> EXTRAIT DU DOCUMENT:
╔══

MONTESQUIEU (1689-1755), Cahiers (posthume)

Le premier philosophe des Lumières fait écho à Montaigne qui fait partie de « ses classiques » au même titre que les philosophes de l’Antiquité : « Les lois se maintiennent en crédit non parce qu’elles sont justes, mais parce qu’elles sont lois » (Essais). Il se distingue raisonnablement de Pascal, philosophe du XVIIe : « Il est dangereux de dire au peuple que les lois ne sont pas justes, car il n’y obéit qu’à cause qu’il les croit justes » (Pensées).

Comme tous ses confrères, Montesquieu assure (Préface de L’Esprit des lois) : « Il n’est pas indifférent que le peuple soit éclairé. » Toutes ces idées nouvelles qui circulent dans des cercles de plus en plus larges vont fissurer l’édifice social, devenir l’enjeu de la désobéissance civile et amener l’explosion révolutionnaire que le prudent Montesquieu ne souhaitait pas plus que Voltaire ou Diderot.

➡ La force des idées fait l’Histoire, au-delà des événements et des personnages.

« L’État […] doit à tous les citoyens une subsistance assurée, la nourriture, un vêtement convenable, et un genre de vie qui ne soit pas contraire à sa santé. »1007

MONTESQUIEU (1689-1755), L’Esprit des Lois (1748)

Dans cette œuvre de science politique, rien de moins abstrait que ces droits du citoyen ! Au nom d’un profond respect de la personne humaine, Montesquieu refuse les lettres de cachet, la torture, l’intolérance, le paupérisme, la guerre. Les révolutionnaires trouveront chez lui bien des sujets de réforme. Marat écrit un Éloge de Montesquieu en 1785 et répétera en 1789 qu’il fut le premier « à exiger les droits de l’homme et à attaquer la tyrannie. »

➡ La République sociale ne prendra forme qu’à la fin du XIXe siècle, quand des lois s’imposeront contre les abus du capitalisme triomphant face à une condition ouvrière indigne et touchant aussi les enfants.

« Il n’y a point encore de liberté si la puissance de juger n’est pas séparée de la puissance législative et de l’exécutrice. »1011

MONTESQUIEU (1689-1755), L’Esprit des Lois (1748)

C’est le fameux principe de la séparation des pouvoirs : « Tout serait perdu si le même homme, ou le même corps […] exerçait ces trois pouvoirs : celui de faire les lois, celui d’exécuter les résolutions publiques, et celui de juger les crimes ou les différends des particuliers. »

La constitution anglaise, monarchique en apparence, républicaine en réalité, présente un bon équilibre des trois pouvoirs : elle séduit le philosophe qui l’a vu fonctionner sur place. Le jeune Voltaire, trois ans exilé, en rapportera ses Lettres philosophiques, ou Lettres anglaises (1734). Admirateur du régime anglais qu’il eut tout loisir d’étudier, il expose les leçons que la France peut en tirer en maints domaines (religion, économie, politique). Et en 1789, la Déclaration des droits de l’homme et du citoyen (article 16) consacrera cette séparation des pouvoirs.

╚══

> CONSIGNES:
1. Répondez à ces questions à l'aide de l'extrait sur Montesquieu.
(a) En quelle année Marat écrit-il un Éloge de Montesquieu ?
(b) Quel article de la Déclaration des droits de l'homme et du citoyen consacrera la séparation des pouvoirs ?
(c) Pendant combien d'années le jeune Voltaire a-t-il été exilé ?
2. Rédigez la suite de l'extrait sur Montesquieu, à partir de sa dernière phrase.
Les entrées proviennent d'une autre source que l'extrait.

> ENTRÉES:
╔══

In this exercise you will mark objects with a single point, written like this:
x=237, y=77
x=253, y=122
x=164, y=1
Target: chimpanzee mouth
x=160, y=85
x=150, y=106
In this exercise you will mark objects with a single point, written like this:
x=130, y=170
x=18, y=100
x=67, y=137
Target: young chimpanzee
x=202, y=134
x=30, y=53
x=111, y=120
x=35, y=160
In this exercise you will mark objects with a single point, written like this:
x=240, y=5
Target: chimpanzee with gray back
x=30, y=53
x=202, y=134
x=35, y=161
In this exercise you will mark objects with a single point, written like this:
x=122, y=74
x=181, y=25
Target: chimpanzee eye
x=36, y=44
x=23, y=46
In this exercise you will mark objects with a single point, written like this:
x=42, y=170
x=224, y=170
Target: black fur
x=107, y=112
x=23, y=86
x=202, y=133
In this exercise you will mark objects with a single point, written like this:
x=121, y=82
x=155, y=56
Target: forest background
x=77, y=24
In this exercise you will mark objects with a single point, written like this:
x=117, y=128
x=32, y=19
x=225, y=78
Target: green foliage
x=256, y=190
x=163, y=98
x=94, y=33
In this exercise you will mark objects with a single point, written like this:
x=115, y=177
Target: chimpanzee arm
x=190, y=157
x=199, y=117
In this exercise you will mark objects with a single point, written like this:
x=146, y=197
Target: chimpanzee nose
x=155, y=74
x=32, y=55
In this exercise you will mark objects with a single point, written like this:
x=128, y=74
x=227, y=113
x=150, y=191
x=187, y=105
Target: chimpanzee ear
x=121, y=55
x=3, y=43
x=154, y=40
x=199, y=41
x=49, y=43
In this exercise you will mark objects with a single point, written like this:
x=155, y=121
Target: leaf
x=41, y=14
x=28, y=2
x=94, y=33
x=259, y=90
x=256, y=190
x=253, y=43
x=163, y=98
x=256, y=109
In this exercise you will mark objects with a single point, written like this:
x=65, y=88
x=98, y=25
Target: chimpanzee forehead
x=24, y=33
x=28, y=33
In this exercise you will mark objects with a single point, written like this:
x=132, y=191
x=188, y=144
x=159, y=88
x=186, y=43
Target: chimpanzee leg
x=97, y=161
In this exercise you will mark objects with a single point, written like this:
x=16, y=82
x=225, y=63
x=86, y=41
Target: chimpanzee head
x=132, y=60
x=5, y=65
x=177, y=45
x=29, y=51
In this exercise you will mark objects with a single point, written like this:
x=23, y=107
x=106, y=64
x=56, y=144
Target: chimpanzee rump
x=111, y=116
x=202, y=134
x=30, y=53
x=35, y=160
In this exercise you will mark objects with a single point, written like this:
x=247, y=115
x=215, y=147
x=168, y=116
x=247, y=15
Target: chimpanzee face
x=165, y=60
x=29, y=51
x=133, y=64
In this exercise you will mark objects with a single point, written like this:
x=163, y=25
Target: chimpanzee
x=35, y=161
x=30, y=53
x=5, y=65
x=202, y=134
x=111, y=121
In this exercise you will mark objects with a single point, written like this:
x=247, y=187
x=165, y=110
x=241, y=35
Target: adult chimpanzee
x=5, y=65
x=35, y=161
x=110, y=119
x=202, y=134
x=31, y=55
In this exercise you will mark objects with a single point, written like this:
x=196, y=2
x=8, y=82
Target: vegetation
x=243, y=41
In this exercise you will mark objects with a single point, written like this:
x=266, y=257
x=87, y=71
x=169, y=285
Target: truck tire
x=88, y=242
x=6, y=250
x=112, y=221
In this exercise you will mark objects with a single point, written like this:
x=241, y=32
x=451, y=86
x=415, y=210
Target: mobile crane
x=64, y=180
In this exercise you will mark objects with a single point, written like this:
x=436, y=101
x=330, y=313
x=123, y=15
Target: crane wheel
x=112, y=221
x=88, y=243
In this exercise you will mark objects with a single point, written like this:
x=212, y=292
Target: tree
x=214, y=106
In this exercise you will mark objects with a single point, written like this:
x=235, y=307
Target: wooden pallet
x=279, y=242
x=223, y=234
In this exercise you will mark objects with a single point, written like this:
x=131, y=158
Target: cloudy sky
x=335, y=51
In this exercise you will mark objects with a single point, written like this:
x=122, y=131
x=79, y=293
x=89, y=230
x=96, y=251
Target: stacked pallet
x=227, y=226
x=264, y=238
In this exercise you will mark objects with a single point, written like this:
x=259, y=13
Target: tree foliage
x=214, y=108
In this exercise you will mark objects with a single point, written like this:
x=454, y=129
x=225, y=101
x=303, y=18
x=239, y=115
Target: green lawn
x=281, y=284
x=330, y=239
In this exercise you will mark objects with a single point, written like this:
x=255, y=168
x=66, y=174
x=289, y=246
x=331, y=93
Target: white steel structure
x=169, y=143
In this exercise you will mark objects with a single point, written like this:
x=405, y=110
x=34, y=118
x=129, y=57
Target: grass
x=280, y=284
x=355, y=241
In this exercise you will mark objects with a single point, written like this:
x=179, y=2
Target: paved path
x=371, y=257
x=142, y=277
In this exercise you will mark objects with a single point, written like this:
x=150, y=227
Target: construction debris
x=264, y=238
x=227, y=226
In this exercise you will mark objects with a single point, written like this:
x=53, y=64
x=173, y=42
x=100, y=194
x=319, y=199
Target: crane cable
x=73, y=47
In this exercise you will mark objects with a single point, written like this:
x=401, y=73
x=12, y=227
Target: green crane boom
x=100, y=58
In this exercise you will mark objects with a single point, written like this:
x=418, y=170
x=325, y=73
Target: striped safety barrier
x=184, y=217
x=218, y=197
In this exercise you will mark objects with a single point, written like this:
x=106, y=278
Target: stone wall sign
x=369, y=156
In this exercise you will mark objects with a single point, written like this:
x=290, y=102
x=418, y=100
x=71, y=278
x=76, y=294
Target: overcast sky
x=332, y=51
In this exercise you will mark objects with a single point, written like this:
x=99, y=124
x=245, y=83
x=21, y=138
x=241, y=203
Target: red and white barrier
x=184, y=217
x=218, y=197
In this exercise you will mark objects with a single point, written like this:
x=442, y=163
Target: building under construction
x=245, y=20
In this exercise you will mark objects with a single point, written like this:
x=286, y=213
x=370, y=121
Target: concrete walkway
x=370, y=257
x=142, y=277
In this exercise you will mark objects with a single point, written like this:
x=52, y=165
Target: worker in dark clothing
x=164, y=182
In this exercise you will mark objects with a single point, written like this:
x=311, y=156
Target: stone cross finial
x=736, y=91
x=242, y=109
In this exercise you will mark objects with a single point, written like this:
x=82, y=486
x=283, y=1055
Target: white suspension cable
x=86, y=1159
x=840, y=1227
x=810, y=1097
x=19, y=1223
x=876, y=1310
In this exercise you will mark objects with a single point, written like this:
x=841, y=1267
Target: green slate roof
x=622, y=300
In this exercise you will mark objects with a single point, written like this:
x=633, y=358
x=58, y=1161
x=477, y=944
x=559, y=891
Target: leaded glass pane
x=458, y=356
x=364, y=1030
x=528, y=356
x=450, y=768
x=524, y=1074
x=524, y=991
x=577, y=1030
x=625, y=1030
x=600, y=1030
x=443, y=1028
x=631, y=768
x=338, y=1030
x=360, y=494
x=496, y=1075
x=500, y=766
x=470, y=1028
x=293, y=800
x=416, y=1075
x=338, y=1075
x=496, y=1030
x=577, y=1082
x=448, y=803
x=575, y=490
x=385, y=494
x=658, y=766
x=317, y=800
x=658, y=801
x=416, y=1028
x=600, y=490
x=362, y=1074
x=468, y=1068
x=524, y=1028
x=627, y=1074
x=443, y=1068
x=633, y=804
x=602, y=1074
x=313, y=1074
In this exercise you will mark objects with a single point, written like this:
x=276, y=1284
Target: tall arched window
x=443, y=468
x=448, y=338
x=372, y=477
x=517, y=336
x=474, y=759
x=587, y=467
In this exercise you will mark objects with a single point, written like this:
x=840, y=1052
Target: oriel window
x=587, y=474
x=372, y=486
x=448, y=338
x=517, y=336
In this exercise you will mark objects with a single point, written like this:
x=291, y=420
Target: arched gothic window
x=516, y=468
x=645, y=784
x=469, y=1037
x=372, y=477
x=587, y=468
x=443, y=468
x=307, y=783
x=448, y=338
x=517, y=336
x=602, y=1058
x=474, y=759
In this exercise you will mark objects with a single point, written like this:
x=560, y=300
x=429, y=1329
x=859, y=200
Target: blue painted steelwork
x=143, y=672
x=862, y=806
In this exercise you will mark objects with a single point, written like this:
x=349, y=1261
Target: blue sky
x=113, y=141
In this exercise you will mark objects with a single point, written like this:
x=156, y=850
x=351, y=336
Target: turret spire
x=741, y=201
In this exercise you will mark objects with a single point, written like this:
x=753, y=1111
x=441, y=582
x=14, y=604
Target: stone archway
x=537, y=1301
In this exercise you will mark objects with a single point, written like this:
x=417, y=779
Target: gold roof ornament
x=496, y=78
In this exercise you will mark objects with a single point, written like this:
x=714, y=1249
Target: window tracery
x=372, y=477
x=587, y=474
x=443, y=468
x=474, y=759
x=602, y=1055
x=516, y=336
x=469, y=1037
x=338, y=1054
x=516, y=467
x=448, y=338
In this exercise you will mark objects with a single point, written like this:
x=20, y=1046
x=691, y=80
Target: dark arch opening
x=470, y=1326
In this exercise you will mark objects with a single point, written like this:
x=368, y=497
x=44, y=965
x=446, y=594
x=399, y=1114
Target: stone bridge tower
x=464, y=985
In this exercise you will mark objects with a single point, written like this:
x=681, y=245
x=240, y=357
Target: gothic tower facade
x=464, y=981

╚══

> RÉPONSES:
1.
(a) En 1785.
(b) L'article 16.
(c) Trois ans.

2.
➡ La tentation d’un pouvoir fort, qu’il soit de gauche, de droite ou même du centre, expose au non-respect de ce principe fondamental dans une démocratie digne de ce nom.

« Le gouvernement est comme toutes les choses du monde ; pour le conserver, il faut l’aimer. »1013

MONTESQUIEU (1689-1755), L’Esprit des Lois (1748)

Un philosophe est un « ami de la sagesse » et Montesquieu l’est autant que Voltaire, sinon plus encore.

➡ Cette réflexion de simple bon sens honore Montesquieu et son traité, œuvre fondamentale à l’origine d’une science politique nouvelle.

« Écrasons l’infâme. »1020

VOLTAIRE (1694-1778). Dictionnaire de français Larousse, au mot « infâme »

Le grand homme du siècle des Lumières n’est pas un théoricien comme Montesquieu ou Rousseau. Mais il a plus que tous ses confrères l’art du mot et l’esprit philosophique.

Cette formule lui tient à cœur, souvent reprise, notamment dans ses lettres à d’Alembert et autres encyclopédistes. L’infâme, c’est l’intolérance (religieuse) sous toutes ses formes, la superstition, le fanatisme, ce contre quoi il se battra toute sa vie. Flaubert écrira dans sa Correspondance : « J’aime le grand Voltaire autant que je déteste le grand Rousseau […] Son « Écrasons l’infâme » me fait l’effet d’un cri de croisade. Toute son intelligence était une machine de guerre. »

➡ C’est le fanatisme religieux qu’il combat. Trois siècles plus tard et dix siècles après « la folie des croisades », le fanatisme se perpétue dans les attentats terroristes et dans certains pays musulmans.

« Il vaut mieux hasarder de sauver un coupable que de condamner un innocent. »1023

VOLTAIRE (1694-1778), Zadig ou la destinée (1747)

Ainsi parle Zadig, « celui qui dit la vérité », alias Voltaire. Quand la Révolution va mettre au Panthéon le grand homme (seul à partager cet honneur avec Rousseau), sur son sarcophage qui traverse Paris le 11 juillet 1791, on lira : « Il défendit Calas, Sirven, La Barre, Montbailli. » Plus que le philosophe réformateur ou le théoricien spéculateur, la Révolution honore l’« homme aux Calas », l’infatigable combattant pour que justice soit faite. Dans son Dictionnaire philosophique et en divers essais, il se bat pour une réforme de la justice, dénonce les juges qui achètent leurs charges et n’offrent pas les garanties d’intelligence, de compétence et d’impartialité, se contentant de présomptions et de convictions personnelles. Il réclame que tout jugement soit accompagné de motifs et que toute peine soit proportionnelle au délit.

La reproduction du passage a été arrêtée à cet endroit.